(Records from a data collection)
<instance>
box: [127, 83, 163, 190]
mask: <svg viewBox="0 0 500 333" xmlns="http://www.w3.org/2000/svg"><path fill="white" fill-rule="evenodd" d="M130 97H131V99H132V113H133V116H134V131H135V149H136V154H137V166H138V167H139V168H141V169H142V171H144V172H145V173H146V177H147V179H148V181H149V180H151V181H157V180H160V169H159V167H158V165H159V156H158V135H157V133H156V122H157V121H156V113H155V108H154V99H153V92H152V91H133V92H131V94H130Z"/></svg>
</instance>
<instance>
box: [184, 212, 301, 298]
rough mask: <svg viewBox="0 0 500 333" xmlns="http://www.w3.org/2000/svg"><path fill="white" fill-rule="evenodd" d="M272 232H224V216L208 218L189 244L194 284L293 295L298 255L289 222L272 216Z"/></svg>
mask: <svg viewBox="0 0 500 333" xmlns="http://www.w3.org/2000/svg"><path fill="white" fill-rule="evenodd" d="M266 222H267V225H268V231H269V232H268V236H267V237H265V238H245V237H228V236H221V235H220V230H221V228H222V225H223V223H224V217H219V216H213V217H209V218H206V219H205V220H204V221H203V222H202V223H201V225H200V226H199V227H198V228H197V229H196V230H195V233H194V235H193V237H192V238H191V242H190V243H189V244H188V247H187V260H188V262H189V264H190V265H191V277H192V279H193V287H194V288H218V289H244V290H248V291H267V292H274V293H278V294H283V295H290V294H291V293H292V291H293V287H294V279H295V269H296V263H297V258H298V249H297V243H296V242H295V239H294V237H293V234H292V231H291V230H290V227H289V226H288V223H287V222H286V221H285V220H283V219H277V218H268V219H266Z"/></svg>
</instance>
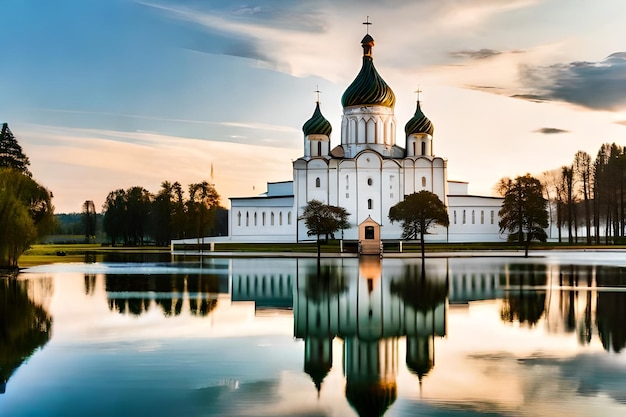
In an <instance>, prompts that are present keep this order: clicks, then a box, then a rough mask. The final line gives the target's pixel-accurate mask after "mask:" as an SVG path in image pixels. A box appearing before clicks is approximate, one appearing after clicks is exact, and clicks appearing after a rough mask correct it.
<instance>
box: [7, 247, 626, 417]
mask: <svg viewBox="0 0 626 417" xmlns="http://www.w3.org/2000/svg"><path fill="white" fill-rule="evenodd" d="M535 255H536V256H535V257H533V258H530V259H523V258H491V257H475V258H450V259H446V258H440V259H428V260H427V261H426V264H425V265H422V264H421V262H420V261H419V260H416V259H391V258H385V259H383V260H382V261H381V260H380V259H378V258H361V259H360V260H359V259H324V260H322V262H321V264H320V265H319V267H318V265H317V263H316V261H315V260H311V259H295V258H294V259H206V258H205V259H204V261H203V262H200V261H199V260H198V259H173V260H171V261H170V260H167V261H161V262H160V261H150V260H148V261H145V260H144V262H141V263H132V262H129V261H122V262H102V263H84V264H55V265H48V266H41V267H36V268H31V269H29V270H27V271H25V272H23V273H21V274H20V275H19V276H18V279H17V280H9V279H6V278H0V416H3V417H12V416H16V417H17V416H113V415H115V416H356V415H360V416H380V415H385V416H415V415H424V416H561V415H567V416H624V415H626V355H625V354H624V353H623V352H624V350H625V346H626V253H624V252H622V253H619V252H610V253H589V252H569V253H558V252H548V253H536V254H535Z"/></svg>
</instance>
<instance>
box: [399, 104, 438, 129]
mask: <svg viewBox="0 0 626 417" xmlns="http://www.w3.org/2000/svg"><path fill="white" fill-rule="evenodd" d="M404 131H405V132H406V135H407V136H409V135H413V134H417V133H428V134H429V135H431V136H432V135H433V132H434V131H435V126H434V125H433V122H431V121H430V119H428V117H426V116H424V113H422V109H421V107H420V102H419V101H418V102H417V108H416V109H415V115H413V117H412V118H411V120H409V121H408V122H407V124H406V126H405V127H404Z"/></svg>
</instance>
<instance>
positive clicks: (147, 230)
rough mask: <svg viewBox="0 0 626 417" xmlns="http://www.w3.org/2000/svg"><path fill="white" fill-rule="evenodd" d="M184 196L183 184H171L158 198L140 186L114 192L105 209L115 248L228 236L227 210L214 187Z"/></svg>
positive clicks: (103, 224)
mask: <svg viewBox="0 0 626 417" xmlns="http://www.w3.org/2000/svg"><path fill="white" fill-rule="evenodd" d="M184 194H185V193H184V191H183V188H182V186H181V185H180V183H178V182H174V183H171V182H169V181H163V182H162V183H161V188H160V190H159V192H158V193H157V194H156V195H153V194H151V193H150V192H149V191H148V190H146V189H145V188H143V187H139V186H137V187H131V188H129V189H127V190H124V189H117V190H114V191H111V192H110V193H109V194H108V196H107V198H106V200H105V202H104V204H103V206H102V210H103V221H102V225H103V229H104V232H105V233H106V234H107V236H108V237H109V239H110V240H111V244H112V245H115V244H117V243H122V244H124V245H143V244H145V243H147V242H148V241H149V242H154V243H156V244H157V245H161V246H164V245H167V244H169V242H170V241H171V240H172V239H180V238H192V237H198V238H200V237H204V236H213V235H217V234H228V226H227V223H228V216H227V215H225V213H226V212H227V210H225V209H224V208H222V207H220V206H219V199H220V196H219V194H218V193H217V190H216V189H215V186H214V185H213V184H210V183H208V182H206V181H204V182H201V183H197V184H191V185H190V186H189V198H188V199H185V195H184ZM216 222H220V224H219V225H218V226H216ZM221 223H224V224H221Z"/></svg>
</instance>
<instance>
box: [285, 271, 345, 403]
mask: <svg viewBox="0 0 626 417" xmlns="http://www.w3.org/2000/svg"><path fill="white" fill-rule="evenodd" d="M305 280H306V281H305V282H306V284H305V290H304V292H305V296H306V298H307V300H309V302H310V303H311V307H312V310H313V309H314V310H315V312H314V316H315V317H314V322H315V328H316V329H324V330H326V332H325V334H324V332H311V333H315V334H311V333H309V332H305V333H304V334H296V337H301V338H303V339H304V341H305V360H304V372H306V373H307V374H308V375H309V376H310V377H311V380H312V381H313V383H314V384H315V388H316V389H317V392H318V395H319V393H320V389H321V386H322V381H323V380H324V378H326V376H327V375H328V373H329V372H330V370H331V368H332V362H333V356H332V340H333V338H334V337H335V335H334V334H333V333H332V331H331V329H330V325H329V324H326V325H322V323H321V321H322V311H323V313H324V317H326V318H328V317H330V316H331V315H330V311H329V309H330V305H331V303H330V301H331V299H334V298H336V297H338V296H339V295H340V294H342V293H343V292H345V291H347V290H348V284H347V281H346V277H345V276H344V272H343V268H342V267H341V266H340V265H332V264H321V263H316V264H315V265H309V266H308V267H307V269H306V272H305ZM297 313H298V312H297V311H296V312H294V314H297ZM307 330H308V329H307Z"/></svg>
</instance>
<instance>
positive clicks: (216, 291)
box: [105, 274, 219, 317]
mask: <svg viewBox="0 0 626 417" xmlns="http://www.w3.org/2000/svg"><path fill="white" fill-rule="evenodd" d="M105 289H106V291H107V293H108V294H109V299H108V303H109V309H110V310H112V311H117V312H119V313H120V314H127V313H129V314H132V315H135V316H139V315H141V314H143V313H145V312H147V311H148V310H149V309H150V305H151V303H152V300H153V299H154V302H155V304H156V305H158V306H159V307H160V308H161V310H162V312H163V315H164V316H165V317H171V316H178V315H180V313H181V311H182V308H183V301H184V298H185V293H187V295H188V298H189V309H190V313H191V314H192V315H196V316H201V317H204V316H207V315H208V314H209V313H210V312H211V311H213V310H214V309H215V307H216V306H217V299H216V298H213V297H212V296H211V294H216V293H218V292H219V277H218V276H217V275H211V274H194V275H179V274H171V275H135V274H132V275H124V274H120V275H108V276H107V277H106V279H105Z"/></svg>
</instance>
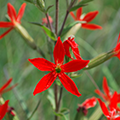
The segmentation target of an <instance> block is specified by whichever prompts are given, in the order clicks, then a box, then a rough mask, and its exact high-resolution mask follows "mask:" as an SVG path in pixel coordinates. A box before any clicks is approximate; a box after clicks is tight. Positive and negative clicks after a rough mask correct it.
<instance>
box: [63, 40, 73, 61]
mask: <svg viewBox="0 0 120 120" xmlns="http://www.w3.org/2000/svg"><path fill="white" fill-rule="evenodd" d="M68 41H69V40H65V41H64V42H63V46H64V48H65V55H66V56H68V57H69V58H71V59H72V57H71V54H70V51H69V48H70V43H69V42H68Z"/></svg>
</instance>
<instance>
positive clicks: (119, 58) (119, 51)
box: [114, 34, 120, 60]
mask: <svg viewBox="0 0 120 120" xmlns="http://www.w3.org/2000/svg"><path fill="white" fill-rule="evenodd" d="M114 52H115V55H114V56H117V57H118V59H119V60H120V34H119V36H118V40H117V45H116V47H115V48H114Z"/></svg>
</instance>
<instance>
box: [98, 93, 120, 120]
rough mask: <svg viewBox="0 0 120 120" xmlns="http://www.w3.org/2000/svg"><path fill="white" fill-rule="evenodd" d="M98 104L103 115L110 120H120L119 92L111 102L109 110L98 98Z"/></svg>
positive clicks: (116, 94) (111, 98)
mask: <svg viewBox="0 0 120 120" xmlns="http://www.w3.org/2000/svg"><path fill="white" fill-rule="evenodd" d="M98 102H99V104H100V107H101V109H102V111H103V114H104V115H105V116H106V117H107V119H108V120H120V115H119V113H118V111H117V92H114V94H113V96H112V98H111V100H110V105H109V109H108V108H107V107H106V105H105V103H104V102H102V101H101V99H99V98H98Z"/></svg>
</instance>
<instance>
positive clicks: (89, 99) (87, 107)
mask: <svg viewBox="0 0 120 120" xmlns="http://www.w3.org/2000/svg"><path fill="white" fill-rule="evenodd" d="M96 103H97V101H96V98H95V97H92V98H89V99H87V100H85V101H84V102H83V103H82V104H78V106H79V107H78V109H77V111H78V112H79V111H80V110H82V112H83V113H84V115H87V113H88V109H89V108H91V107H94V106H95V105H96Z"/></svg>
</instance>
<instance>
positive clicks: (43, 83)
mask: <svg viewBox="0 0 120 120" xmlns="http://www.w3.org/2000/svg"><path fill="white" fill-rule="evenodd" d="M53 55H54V61H55V64H54V63H52V62H49V61H48V60H46V59H44V58H34V59H28V60H29V61H30V62H31V63H32V64H33V65H34V66H35V67H37V68H38V69H39V70H41V71H50V73H48V74H47V75H45V76H44V77H43V78H42V79H41V80H40V81H39V82H38V84H37V85H36V87H35V90H34V92H33V94H34V95H36V94H38V93H41V92H42V91H45V90H46V89H48V88H49V87H50V86H51V85H52V83H53V82H54V81H55V79H56V78H57V77H58V78H59V79H60V81H61V83H62V84H63V86H64V87H65V88H66V90H68V91H69V92H71V93H72V94H74V95H76V96H78V97H79V96H80V95H81V94H80V93H79V91H78V89H77V87H76V85H75V83H74V82H73V80H72V79H71V78H69V77H68V76H67V75H66V74H65V72H67V73H68V72H75V71H78V70H80V69H82V68H84V67H85V66H86V65H87V64H88V63H89V60H72V61H70V62H68V63H66V64H63V61H64V57H65V50H64V47H63V44H62V41H61V40H60V37H58V40H57V43H56V45H55V48H54V52H53Z"/></svg>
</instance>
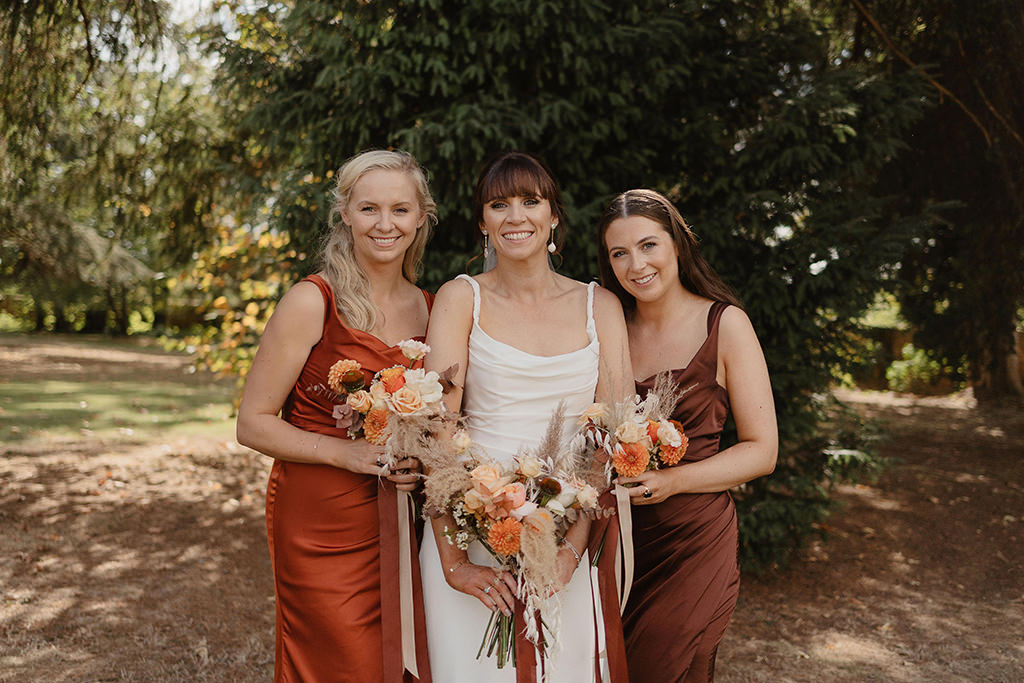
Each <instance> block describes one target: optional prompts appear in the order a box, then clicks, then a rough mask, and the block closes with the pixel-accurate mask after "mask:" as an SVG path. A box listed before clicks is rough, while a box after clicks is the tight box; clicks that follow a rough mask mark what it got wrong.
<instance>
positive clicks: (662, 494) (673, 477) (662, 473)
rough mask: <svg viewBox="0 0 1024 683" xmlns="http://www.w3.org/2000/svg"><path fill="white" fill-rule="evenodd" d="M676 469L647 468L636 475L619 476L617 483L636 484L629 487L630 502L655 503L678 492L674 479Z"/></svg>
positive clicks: (660, 501) (658, 501)
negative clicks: (675, 486) (664, 469)
mask: <svg viewBox="0 0 1024 683" xmlns="http://www.w3.org/2000/svg"><path fill="white" fill-rule="evenodd" d="M676 469H677V468H670V469H667V470H647V471H646V472H643V473H642V474H638V475H637V476H635V477H618V480H617V483H620V484H621V485H627V484H632V483H635V484H636V485H635V486H632V487H630V488H629V492H630V503H632V504H633V505H653V504H654V503H660V502H662V501H664V500H665V499H667V498H669V497H670V496H672V495H674V494H675V493H676V490H675V487H674V484H675V482H674V481H673V479H674V477H675V475H676V474H678V472H676V471H675V470H676Z"/></svg>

**Aim of the task**. Work out how many lines of the material contain the string "pixel", with letter case taken into account, and reply with only that number.

**Output of the task**. 3